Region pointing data

Content starts

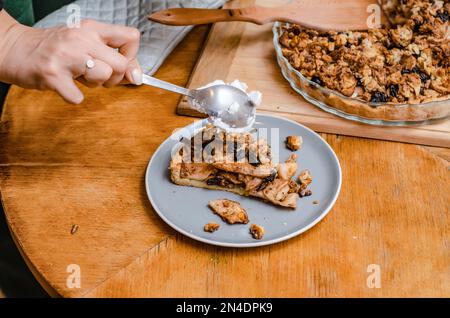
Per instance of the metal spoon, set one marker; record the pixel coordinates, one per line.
(228, 107)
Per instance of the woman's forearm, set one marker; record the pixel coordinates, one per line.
(10, 31)
(94, 54)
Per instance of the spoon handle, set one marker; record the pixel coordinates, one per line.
(151, 81)
(189, 16)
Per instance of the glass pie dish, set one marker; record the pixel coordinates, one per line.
(387, 114)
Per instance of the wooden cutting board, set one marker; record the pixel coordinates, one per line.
(244, 51)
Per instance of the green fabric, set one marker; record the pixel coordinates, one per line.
(21, 10)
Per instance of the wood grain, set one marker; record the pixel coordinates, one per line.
(252, 60)
(215, 59)
(342, 15)
(62, 165)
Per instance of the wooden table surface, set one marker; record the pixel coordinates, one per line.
(63, 166)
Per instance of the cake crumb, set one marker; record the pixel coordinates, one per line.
(294, 143)
(256, 231)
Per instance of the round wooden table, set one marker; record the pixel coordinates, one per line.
(72, 186)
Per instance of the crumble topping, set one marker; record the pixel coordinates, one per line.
(407, 63)
(211, 227)
(236, 163)
(256, 231)
(230, 211)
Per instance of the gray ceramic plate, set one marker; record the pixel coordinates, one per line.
(185, 208)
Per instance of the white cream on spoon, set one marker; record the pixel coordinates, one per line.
(255, 98)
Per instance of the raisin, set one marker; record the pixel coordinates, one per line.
(270, 178)
(215, 181)
(417, 26)
(257, 163)
(393, 90)
(378, 97)
(266, 181)
(317, 80)
(359, 82)
(443, 16)
(423, 76)
(406, 71)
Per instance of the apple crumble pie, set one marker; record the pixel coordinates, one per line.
(408, 62)
(213, 159)
(230, 211)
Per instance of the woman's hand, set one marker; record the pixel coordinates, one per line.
(53, 58)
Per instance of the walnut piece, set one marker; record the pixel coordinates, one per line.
(305, 178)
(256, 231)
(230, 211)
(294, 143)
(211, 227)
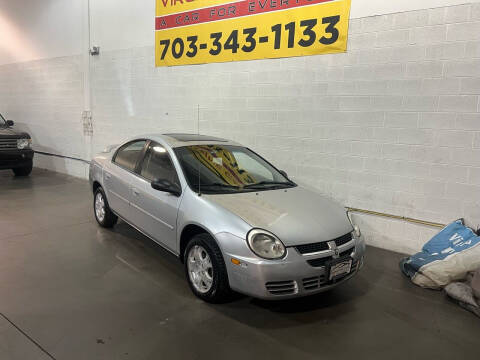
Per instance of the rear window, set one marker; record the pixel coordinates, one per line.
(128, 155)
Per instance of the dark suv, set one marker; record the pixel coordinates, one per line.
(15, 149)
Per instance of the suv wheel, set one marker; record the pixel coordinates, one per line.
(205, 269)
(23, 171)
(105, 217)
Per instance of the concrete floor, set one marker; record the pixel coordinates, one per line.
(71, 290)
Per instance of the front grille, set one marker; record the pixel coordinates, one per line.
(319, 262)
(8, 144)
(317, 282)
(323, 246)
(311, 248)
(313, 282)
(282, 287)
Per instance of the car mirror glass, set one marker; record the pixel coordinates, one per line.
(166, 186)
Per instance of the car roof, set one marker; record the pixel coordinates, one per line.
(179, 139)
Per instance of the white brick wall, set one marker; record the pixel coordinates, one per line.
(45, 98)
(393, 125)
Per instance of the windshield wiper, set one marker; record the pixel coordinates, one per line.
(271, 183)
(228, 186)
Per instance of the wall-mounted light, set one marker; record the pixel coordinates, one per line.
(95, 50)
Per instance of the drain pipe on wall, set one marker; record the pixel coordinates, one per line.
(397, 217)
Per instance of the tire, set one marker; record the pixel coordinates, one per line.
(23, 171)
(105, 218)
(219, 290)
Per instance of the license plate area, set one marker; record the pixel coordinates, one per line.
(339, 268)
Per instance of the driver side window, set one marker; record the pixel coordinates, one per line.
(158, 165)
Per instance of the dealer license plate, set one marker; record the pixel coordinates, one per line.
(339, 269)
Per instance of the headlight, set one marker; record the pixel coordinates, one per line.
(265, 244)
(24, 143)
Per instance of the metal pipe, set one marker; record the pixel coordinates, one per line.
(397, 217)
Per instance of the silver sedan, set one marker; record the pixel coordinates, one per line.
(235, 221)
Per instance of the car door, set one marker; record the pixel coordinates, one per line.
(117, 177)
(155, 211)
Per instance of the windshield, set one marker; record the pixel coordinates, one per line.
(224, 169)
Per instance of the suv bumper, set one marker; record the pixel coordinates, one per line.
(287, 278)
(11, 159)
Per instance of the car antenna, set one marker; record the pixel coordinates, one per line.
(198, 160)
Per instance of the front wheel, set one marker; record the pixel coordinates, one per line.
(24, 170)
(206, 270)
(105, 217)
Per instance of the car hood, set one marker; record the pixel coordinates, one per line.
(10, 134)
(296, 215)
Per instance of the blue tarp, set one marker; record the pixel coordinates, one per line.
(446, 247)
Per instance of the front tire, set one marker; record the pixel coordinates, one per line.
(206, 271)
(104, 216)
(24, 170)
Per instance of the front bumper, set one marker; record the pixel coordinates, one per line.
(290, 277)
(11, 159)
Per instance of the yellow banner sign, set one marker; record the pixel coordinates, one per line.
(205, 31)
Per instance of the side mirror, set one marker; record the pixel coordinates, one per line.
(166, 186)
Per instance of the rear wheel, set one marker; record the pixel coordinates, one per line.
(105, 217)
(24, 170)
(206, 270)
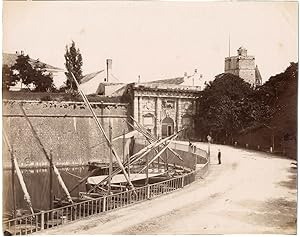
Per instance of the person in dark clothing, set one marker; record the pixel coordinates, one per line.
(219, 156)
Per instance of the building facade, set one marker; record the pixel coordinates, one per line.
(164, 108)
(243, 66)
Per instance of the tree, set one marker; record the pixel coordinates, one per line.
(33, 73)
(23, 70)
(43, 80)
(8, 79)
(74, 64)
(224, 107)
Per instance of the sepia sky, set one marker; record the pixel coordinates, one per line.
(154, 39)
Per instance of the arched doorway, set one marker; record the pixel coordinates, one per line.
(187, 123)
(167, 128)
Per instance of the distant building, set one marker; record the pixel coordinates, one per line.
(164, 106)
(243, 66)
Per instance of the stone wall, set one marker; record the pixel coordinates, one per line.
(153, 108)
(65, 128)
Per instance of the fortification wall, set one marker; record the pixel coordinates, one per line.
(65, 128)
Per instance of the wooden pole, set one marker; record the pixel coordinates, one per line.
(166, 161)
(110, 159)
(124, 146)
(151, 138)
(99, 126)
(147, 171)
(13, 182)
(161, 151)
(40, 145)
(51, 182)
(128, 166)
(19, 175)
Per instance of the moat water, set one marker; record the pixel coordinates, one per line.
(38, 186)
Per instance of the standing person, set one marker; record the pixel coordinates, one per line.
(219, 156)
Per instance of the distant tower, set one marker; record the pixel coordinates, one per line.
(242, 65)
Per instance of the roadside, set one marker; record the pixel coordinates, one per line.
(251, 192)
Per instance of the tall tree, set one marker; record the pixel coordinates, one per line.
(223, 107)
(8, 79)
(30, 72)
(73, 63)
(43, 80)
(23, 70)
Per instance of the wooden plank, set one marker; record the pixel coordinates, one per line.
(40, 145)
(99, 126)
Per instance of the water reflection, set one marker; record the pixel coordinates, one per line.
(38, 186)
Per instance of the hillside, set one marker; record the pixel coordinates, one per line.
(10, 59)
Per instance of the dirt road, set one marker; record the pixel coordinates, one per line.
(250, 193)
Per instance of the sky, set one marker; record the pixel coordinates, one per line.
(154, 39)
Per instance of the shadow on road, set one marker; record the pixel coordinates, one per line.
(291, 183)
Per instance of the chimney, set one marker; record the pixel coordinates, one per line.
(185, 75)
(108, 69)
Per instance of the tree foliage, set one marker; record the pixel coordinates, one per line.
(228, 105)
(224, 107)
(7, 77)
(28, 73)
(73, 63)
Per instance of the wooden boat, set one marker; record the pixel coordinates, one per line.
(119, 178)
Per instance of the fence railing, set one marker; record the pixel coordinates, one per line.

Content ends

### About this exercise:
All entries are to be duplicated exactly, with the pictures left out.

### Answer:
Per instance of the metal spoon, set one marker; record the pixel coordinates, one per line.
(228, 107)
Per instance of the woman's forearm, set one marker; record the pixel coordinates, one per line.
(10, 31)
(94, 54)
Per instance of the spoon handle, set one marker; record the pixel coordinates, one per line.
(151, 81)
(189, 16)
Per instance of the glass pie dish, set one marker; record the pixel coordinates, one per line.
(387, 114)
Per instance of the wooden cutting board, set one marker; record the pixel coordinates, one per line.
(244, 51)
Per instance of the green fabric, set one marker; record the pixel coordinates, one per line.
(21, 10)
Per instance of the wood grain, set one marker; record the pixel coordinates, one per line.
(252, 60)
(215, 59)
(342, 15)
(62, 165)
Per instance of the wooden table surface, set one marker; record the pixel coordinates, one per line.
(63, 166)
Per instance of the cake crumb, set one marker; record the pixel coordinates, one per line.
(294, 143)
(256, 231)
Per instance of the round wooden table, set one marker; record the pixel coordinates, one per line.
(72, 186)
Per instance of the crumble topping, set one marker; record the pixel coordinates, one per line.
(407, 63)
(211, 227)
(236, 163)
(256, 231)
(230, 211)
Per instance of the gray ceramic plate, set one marker; record the pixel coordinates, one per line.
(185, 208)
Per instance of the white cream on spoon, set one marker; record the pixel coordinates, one per line.
(255, 98)
Per instance of the raisin, set one marker; record the pixel coordinates, one per line.
(270, 178)
(215, 181)
(417, 26)
(257, 163)
(393, 90)
(378, 97)
(266, 181)
(317, 80)
(359, 82)
(443, 16)
(423, 76)
(406, 71)
Per instance of the apple crumble pie, set one marker; record the pixel coordinates, one per line.
(408, 62)
(213, 159)
(230, 211)
Per instance of the woman's hand, set one marker; record the pixel coordinates, one per line.
(53, 58)
Per instance of the walnut piece, set one marker; record the pixel coordinates, one per line.
(305, 178)
(256, 231)
(230, 211)
(294, 143)
(211, 227)
Per instance of the rear window, set one marker; record the pixel coordinates, one per line.
(128, 155)
Per instance of the dark suv, set one marker; record the pixel coordinates, one per line.
(15, 149)
Per instance of the suv wheel, set one marker; record the pixel coordinates, one per line.
(205, 269)
(23, 171)
(105, 217)
Per instance of the concrete floor, set one marker; record the pixel coordinates, one per line.
(71, 290)
Per instance of the front grille, set one marker; record the pixel coordinates, one per line.
(319, 262)
(8, 144)
(317, 282)
(323, 246)
(311, 248)
(313, 282)
(282, 287)
Per instance of the car mirror glass, set one marker; record the pixel coordinates, one per line.
(166, 186)
Per instance of the car roof, set one marker; record the pixel coordinates, one per line.
(179, 139)
Per instance of the white brick wall, set one marker; record the pixel coordinates, one per line.
(45, 98)
(393, 125)
Per instance of the windshield wiper, set one marker; record the pixel coordinates, one per line.
(271, 183)
(228, 186)
Per instance of the wall-mounted light, set one marker; record the pixel coordinates, one per line.
(95, 50)
Per instance of the drain pipe on wall, set one marker; record the pixel coordinates, one per line.
(397, 217)
Per instance of the tire, set one marker; record the pixel coordinates, one per line.
(23, 171)
(105, 218)
(219, 290)
Per instance of the license plate area, set one marker; record the pixel coordinates, one per line.
(339, 268)
Per instance of the driver side window, set one marker; record the pixel coordinates, one per line.
(158, 165)
Per instance of the dealer license plate, set one marker; record the pixel coordinates, one per line.
(339, 269)
Per instance of the headlight, set one marker; record the pixel coordinates, one per line.
(265, 244)
(24, 143)
Per instance of the metal pipe, set one marker; record the pixel coordinates, one per line.
(397, 217)
Per instance of the silver sedan, set one marker; record the pixel coordinates, one per line.
(235, 221)
Per instance of the car door, set one marker; record the pixel coordinates, one per line.
(117, 177)
(155, 211)
Per instance of the windshield, set one marker; record the pixel coordinates, one per line.
(224, 169)
Per instance of the suv bumper, set one marker; record the pixel coordinates, one per line.
(287, 278)
(11, 159)
Per instance of the car antenna, set one marker; record the pixel coordinates, one per line.
(198, 160)
Per instance of the front wheel, set one marker; record the pixel coordinates, one per line.
(24, 170)
(206, 270)
(105, 217)
Per instance of the car hood, set one marker; record the pixel coordinates, one per line.
(10, 134)
(296, 215)
Per instance of the blue tarp, set one marker; record the pixel coordinates, one per line.
(446, 247)
Per instance of the front tire, set one marker; record the pixel coordinates, one per line.
(206, 271)
(104, 216)
(24, 170)
Per instance of the front bumper, set one marker; record the pixel coordinates, one per line.
(290, 277)
(11, 159)
Per instance of the yellow banner sign, set one marker; record the pixel coordinates, one per line.
(205, 31)
Per instance of the side mirror, set one marker; record the pixel coordinates, one per line.
(166, 186)
Per instance of the rear wheel, set one marker; record the pixel coordinates, one per line.
(105, 217)
(24, 170)
(206, 270)
Per instance of the person in dark clothing, set one marker; record the pixel coordinates, one per line.
(219, 156)
Per instance of the building facade, set one marker; record the pixel coordinates, one per line.
(164, 108)
(243, 66)
Per instance of the tree, set one marker; record the pixel coordinates, one per line.
(33, 73)
(23, 70)
(43, 80)
(8, 79)
(74, 64)
(224, 107)
Per instance of the sepia sky, set one marker; record the pixel coordinates, one per line.
(154, 39)
Per instance of the arched doorway, set one marker; record the pixel coordinates, one per line.
(187, 123)
(167, 128)
Per instance of the distant building, set one marker; record the pixel coordinates, one per line.
(164, 106)
(243, 66)
Per instance of the stone wall, set one marker; record the pixel coordinates, one per line.
(153, 108)
(65, 128)
Per instance of the fortification wall, set one marker; record the pixel coordinates, one per line.
(65, 128)
Per instance of the wooden pole, set one marker; record the pixel coordinates, one per line.
(166, 161)
(110, 159)
(124, 146)
(151, 138)
(99, 126)
(147, 171)
(13, 182)
(161, 151)
(40, 145)
(51, 182)
(128, 166)
(19, 175)
Per instance of the moat water, set one marker; record the pixel coordinates, one per line.
(38, 186)
Per instance of the standing person, set one marker; record the pixel coordinates, one per line.
(219, 156)
Per instance of the distant tower, set one marker; record the pixel coordinates, one per line.
(242, 65)
Per instance of the roadside, set one marker; record the pixel coordinates, one per line.
(251, 192)
Per instance of the tall tree, set one marker; record the pixel coordinates, one per line.
(223, 107)
(8, 79)
(30, 72)
(73, 63)
(43, 80)
(23, 70)
Per instance of the wooden plank, set one marker; record the pixel coordinates, one per line.
(40, 145)
(99, 126)
Per instance of the water reflection, set one marker; record the pixel coordinates, one per line.
(38, 186)
Per instance of the hillside, set one marker; record the pixel coordinates, one per line.
(10, 59)
Per instance of the dirt road, set one marker; record the pixel coordinates, one per line.
(250, 193)
Per instance of the sky, set one marker; record the pixel coordinates, one per line.
(154, 39)
Per instance of the shadow on road, set one marker; record the pixel coordinates, one per line.
(291, 183)
Per instance of the chimney, set one marker; record the pixel coordinates, one per line.
(185, 75)
(108, 69)
Per instance of the tree foliage, set one marker; record the pixel coordinates, one per line.
(228, 105)
(224, 107)
(7, 77)
(28, 73)
(73, 63)
Per instance of the wooden boat, set one marker; record the pixel coordinates, one per line.
(119, 178)
Per instance of the fence railing, set one marker; record the pixel coordinates, one per line.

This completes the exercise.